(Dataset rows showing where objects appear)
━━━━━━━━━━

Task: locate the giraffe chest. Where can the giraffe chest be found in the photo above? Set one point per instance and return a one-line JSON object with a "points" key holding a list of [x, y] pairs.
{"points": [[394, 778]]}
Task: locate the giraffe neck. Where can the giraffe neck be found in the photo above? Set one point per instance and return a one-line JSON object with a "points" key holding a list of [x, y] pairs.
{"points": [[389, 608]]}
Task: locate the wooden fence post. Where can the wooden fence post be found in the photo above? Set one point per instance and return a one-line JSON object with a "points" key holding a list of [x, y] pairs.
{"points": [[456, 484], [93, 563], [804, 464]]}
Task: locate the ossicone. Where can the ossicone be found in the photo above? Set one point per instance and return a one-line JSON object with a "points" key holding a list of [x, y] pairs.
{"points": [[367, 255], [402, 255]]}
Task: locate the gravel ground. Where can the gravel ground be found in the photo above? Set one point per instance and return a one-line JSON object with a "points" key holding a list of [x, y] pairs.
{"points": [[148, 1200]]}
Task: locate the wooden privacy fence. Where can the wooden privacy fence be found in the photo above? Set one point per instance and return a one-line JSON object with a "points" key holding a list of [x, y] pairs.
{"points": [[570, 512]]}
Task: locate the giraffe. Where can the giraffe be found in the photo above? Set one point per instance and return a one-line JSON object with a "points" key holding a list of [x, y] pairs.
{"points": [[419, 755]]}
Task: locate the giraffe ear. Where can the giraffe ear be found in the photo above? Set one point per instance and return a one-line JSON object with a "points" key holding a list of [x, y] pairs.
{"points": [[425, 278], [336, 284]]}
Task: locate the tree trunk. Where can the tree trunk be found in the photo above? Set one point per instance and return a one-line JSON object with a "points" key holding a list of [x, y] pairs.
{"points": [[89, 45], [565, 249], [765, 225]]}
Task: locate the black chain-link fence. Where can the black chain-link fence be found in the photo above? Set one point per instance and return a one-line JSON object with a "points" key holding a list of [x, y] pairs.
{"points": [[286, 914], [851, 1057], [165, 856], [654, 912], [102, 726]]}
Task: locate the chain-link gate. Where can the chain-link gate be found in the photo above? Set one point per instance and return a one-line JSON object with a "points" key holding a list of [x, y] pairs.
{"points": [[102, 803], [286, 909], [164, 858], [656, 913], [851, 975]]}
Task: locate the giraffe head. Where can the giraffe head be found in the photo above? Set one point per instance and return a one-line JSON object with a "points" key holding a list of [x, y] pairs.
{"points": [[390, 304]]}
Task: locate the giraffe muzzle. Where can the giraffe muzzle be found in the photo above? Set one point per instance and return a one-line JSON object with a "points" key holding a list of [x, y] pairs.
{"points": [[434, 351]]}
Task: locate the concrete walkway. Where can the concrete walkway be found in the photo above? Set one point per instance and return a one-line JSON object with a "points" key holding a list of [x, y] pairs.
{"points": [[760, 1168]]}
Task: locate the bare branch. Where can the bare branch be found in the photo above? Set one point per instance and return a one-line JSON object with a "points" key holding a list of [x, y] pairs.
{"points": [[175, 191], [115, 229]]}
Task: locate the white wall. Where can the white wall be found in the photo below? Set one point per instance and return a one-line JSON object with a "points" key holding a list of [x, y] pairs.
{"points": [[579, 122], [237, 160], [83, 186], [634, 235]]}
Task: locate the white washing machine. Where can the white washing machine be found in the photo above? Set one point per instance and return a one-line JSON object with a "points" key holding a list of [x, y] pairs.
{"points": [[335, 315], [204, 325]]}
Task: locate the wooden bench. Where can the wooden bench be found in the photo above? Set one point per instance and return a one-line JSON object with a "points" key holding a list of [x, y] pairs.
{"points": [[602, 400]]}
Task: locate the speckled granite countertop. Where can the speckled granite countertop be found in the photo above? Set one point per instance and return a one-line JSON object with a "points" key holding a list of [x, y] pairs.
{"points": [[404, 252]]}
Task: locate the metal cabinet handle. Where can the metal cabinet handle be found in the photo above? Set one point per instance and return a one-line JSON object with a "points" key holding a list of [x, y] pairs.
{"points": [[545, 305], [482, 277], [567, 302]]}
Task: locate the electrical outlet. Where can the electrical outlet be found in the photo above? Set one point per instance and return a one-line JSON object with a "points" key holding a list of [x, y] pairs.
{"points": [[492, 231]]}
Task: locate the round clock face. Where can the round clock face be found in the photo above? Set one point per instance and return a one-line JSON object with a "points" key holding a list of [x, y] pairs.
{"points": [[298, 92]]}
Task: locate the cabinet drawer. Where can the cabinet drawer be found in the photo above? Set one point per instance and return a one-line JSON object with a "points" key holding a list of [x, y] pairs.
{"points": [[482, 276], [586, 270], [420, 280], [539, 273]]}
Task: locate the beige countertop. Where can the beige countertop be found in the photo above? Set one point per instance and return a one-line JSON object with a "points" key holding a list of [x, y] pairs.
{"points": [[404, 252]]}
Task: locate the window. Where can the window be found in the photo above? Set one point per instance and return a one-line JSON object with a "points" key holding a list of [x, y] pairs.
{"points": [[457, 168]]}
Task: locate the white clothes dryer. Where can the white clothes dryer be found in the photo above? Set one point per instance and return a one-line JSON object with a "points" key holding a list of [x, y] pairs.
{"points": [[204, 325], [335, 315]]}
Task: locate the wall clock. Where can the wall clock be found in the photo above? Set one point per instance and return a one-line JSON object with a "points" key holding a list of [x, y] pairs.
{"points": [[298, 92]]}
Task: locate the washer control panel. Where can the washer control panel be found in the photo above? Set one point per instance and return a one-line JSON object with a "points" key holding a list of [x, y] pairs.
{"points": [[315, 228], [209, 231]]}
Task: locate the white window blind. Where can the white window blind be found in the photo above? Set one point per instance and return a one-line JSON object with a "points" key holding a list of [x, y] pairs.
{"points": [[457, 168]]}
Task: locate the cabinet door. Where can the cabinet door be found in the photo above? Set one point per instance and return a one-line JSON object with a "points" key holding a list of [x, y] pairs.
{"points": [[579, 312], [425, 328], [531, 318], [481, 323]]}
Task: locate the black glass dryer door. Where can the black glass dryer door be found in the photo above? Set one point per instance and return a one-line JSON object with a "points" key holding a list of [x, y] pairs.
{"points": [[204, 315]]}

━━━━━━━━━━

### Description of the task
Reproduce every one of the entries above, line for line and unchanged.

### The solution
Task: locate the giraffe chest. Where can the giraffe chest be found in the photo above? Set one point per instance and return a one-line JSON object with a "points" key holding a list of [x, y] pairs.
{"points": [[394, 778]]}
Task: locate the giraffe neck. Where can the giraffe neck be found in the photo above? Set one point per instance and return a one-line JSON object with a "points" key holding a list of [x, y] pairs.
{"points": [[389, 608]]}
Task: locate the wooden fence post. Where can the wooden fence post be found in the photo above? Set one point per instance and return a one-line JSON object with a "points" key holding a list of [x, y] pairs.
{"points": [[456, 484], [93, 563], [804, 464]]}
Task: locate the ossicone. Where can the ossicone be found in the photo above? Set one point per instance and return a one-line JSON object with a "points" key holding a list of [x, y] pairs.
{"points": [[367, 255], [402, 255]]}
Task: locate the gravel ground. Where can the gravel ground be found in the photo above? Set one point per instance and return a one-line JSON object with a "points" key holding a list of [x, y] pairs.
{"points": [[148, 1200]]}
Task: locate the wooden privacy fence. Where can the wooden privacy fence be found in the photo above? Set one point per instance and return a one-line JSON object with a "points" key holding a list of [x, y] pairs.
{"points": [[570, 512]]}
Task: locate the giraffe. Where can the giraffe be found in the photo above? Set one point per instance and return a one-line JSON object with a "points" key holding a list of [x, y] pairs.
{"points": [[419, 755]]}
Task: locate the giraffe ear. Where can the giraffe ear be found in the photo above? Set one point per instance and return a one-line JSON object with a "points" key holding a list of [x, y] pairs.
{"points": [[425, 278], [336, 284]]}
Task: locate the tree trunk. Where can the tree trunk be found in the photo above? Set one point per instance and return a one-line JSON object with a "points" key holding a list of [x, y] pairs.
{"points": [[89, 45], [565, 249], [765, 225]]}
Task: locate the black chain-link fence. Where can the black chain-link fence be found in the photo above? Set one point per instance and return a one-line JSON object with a "points" key holding a list of [x, y] pairs.
{"points": [[286, 914], [851, 1057], [165, 856], [654, 912], [102, 726]]}
Task: locate the chain-link gate. Where can the chain-link gate be found in the photo above? Set one point per instance and return a one-line JSON object with a "points" key holding a list of [x, y] pairs.
{"points": [[102, 803], [286, 909], [164, 858], [656, 913], [851, 975]]}
Task: locate the giraffe head. Where can the giraffe head be found in the photo above? Set one point per instance and return a one-line JSON object with a "points" key holding a list of [x, y] pairs.
{"points": [[390, 304]]}
Task: locate the giraffe muzzle. Where can the giraffe muzzle be found in the photo above? Set one point per instance and return a one-line JSON object with a "points" key holding a list of [x, y] pairs.
{"points": [[434, 351]]}
Task: locate the concrete walkway. Where can the concrete walkway be found in the photo above? Set one point per instance and return a one-line JSON object with a "points" key holding a list of [x, y] pairs.
{"points": [[760, 1168]]}
Task: locate the bare branch. Where can the bare branch be found in the photo above? Set one point per instance and return a one-line JSON object with a "points" key holding a list of [x, y] pairs.
{"points": [[175, 191], [115, 229]]}
Task: locate the white wall. Where can the white wall be found in the photo below? Set one point per instance and return a one-line JSON object with a "points" key holding a list of [x, y] pairs.
{"points": [[579, 122], [237, 160], [83, 186], [634, 235]]}
Task: locate the white washing machine. Where can the white washing machine be found in the photo above? Set one point per instance and return a one-line JSON object with a "points" key holding a list of [x, y] pairs.
{"points": [[335, 315], [204, 325]]}
Task: locate the wooden bench. Where can the wooden bench be found in the photo above? Set one point per instance and return a one-line JSON object with a "points" key holding a list of [x, y] pairs.
{"points": [[602, 400]]}
Task: locate the speckled granite countertop. Where can the speckled granite countertop be found in the photo above? Set one point per instance and return a one-line JSON object with a "points" key holding a list of [x, y] pairs.
{"points": [[404, 252]]}
Task: locate the metal cabinet handle. Where can the metal cabinet handle be found in the photo above? Set one point per instance and return a one-line JSON object with a "points" key holding a list of [x, y] pairs.
{"points": [[545, 305], [482, 277], [567, 302]]}
Task: locate the electrical outlet. Where can the electrical outlet be found in the photo above? Set one point per instance and return a one-line JSON object with a "points" key holding a list of [x, y] pairs.
{"points": [[492, 231]]}
Task: locate the round clock face. Where can the round clock face be found in the photo above? Set one point per instance and return a one-line JSON object with a "points" key holding a list of [x, y] pairs.
{"points": [[298, 92]]}
Task: locate the cabinet drawer. Where can the cabinet drawer be found in the photo above? Set one point per instance and return a one-line JSON object with a "points" key holding a list of [x, y] pairs.
{"points": [[482, 276], [586, 270], [420, 280], [539, 273]]}
Task: locate the beige countertop. Where can the beige countertop be found in the photo above? Set one point per instance and return a one-line JSON object with a "points" key holding a list of [x, y] pairs.
{"points": [[404, 252]]}
Task: locate the window. Where can the window be found in the photo above? Set one point per instance and return a one-line JSON object with a "points" key holding a list of [x, y] pairs.
{"points": [[457, 168]]}
Task: locate the white clothes dryer. Where can the white clothes dryer be found in the photo above? Set one point per instance and return a one-line JSON object with a "points" key holding a list of [x, y] pairs.
{"points": [[204, 325], [335, 315]]}
Task: locate the wall clock. Where can the wall clock be found in the photo above? Set one point per instance and return a one-line JSON object with a "points" key holding a list of [x, y] pairs.
{"points": [[298, 92]]}
Task: locate the washer control panel. Where can the washer control panel be found in the photo above? Set one point per instance and return a one-line JSON object with a "points" key holding a list of [x, y] pairs.
{"points": [[315, 228], [209, 231]]}
Task: locate the white window blind. Where can the white window blind be found in the photo above? Set one point per instance and return a one-line JSON object with a "points" key holding a list of [x, y] pairs.
{"points": [[457, 168]]}
Task: locate the cabinet door. Where can the cabinet door be found in the photo above? Set one point per instance and return a one-line JSON object with a "points" key holding a list of [x, y] pairs.
{"points": [[579, 312], [425, 328], [531, 318], [481, 323]]}
Task: locate the black glass dryer door. Where can the black glass dryer door be found in the photo above? Set one point per instance and return a one-line JSON object with a "points" key holding a list of [x, y] pairs.
{"points": [[204, 315]]}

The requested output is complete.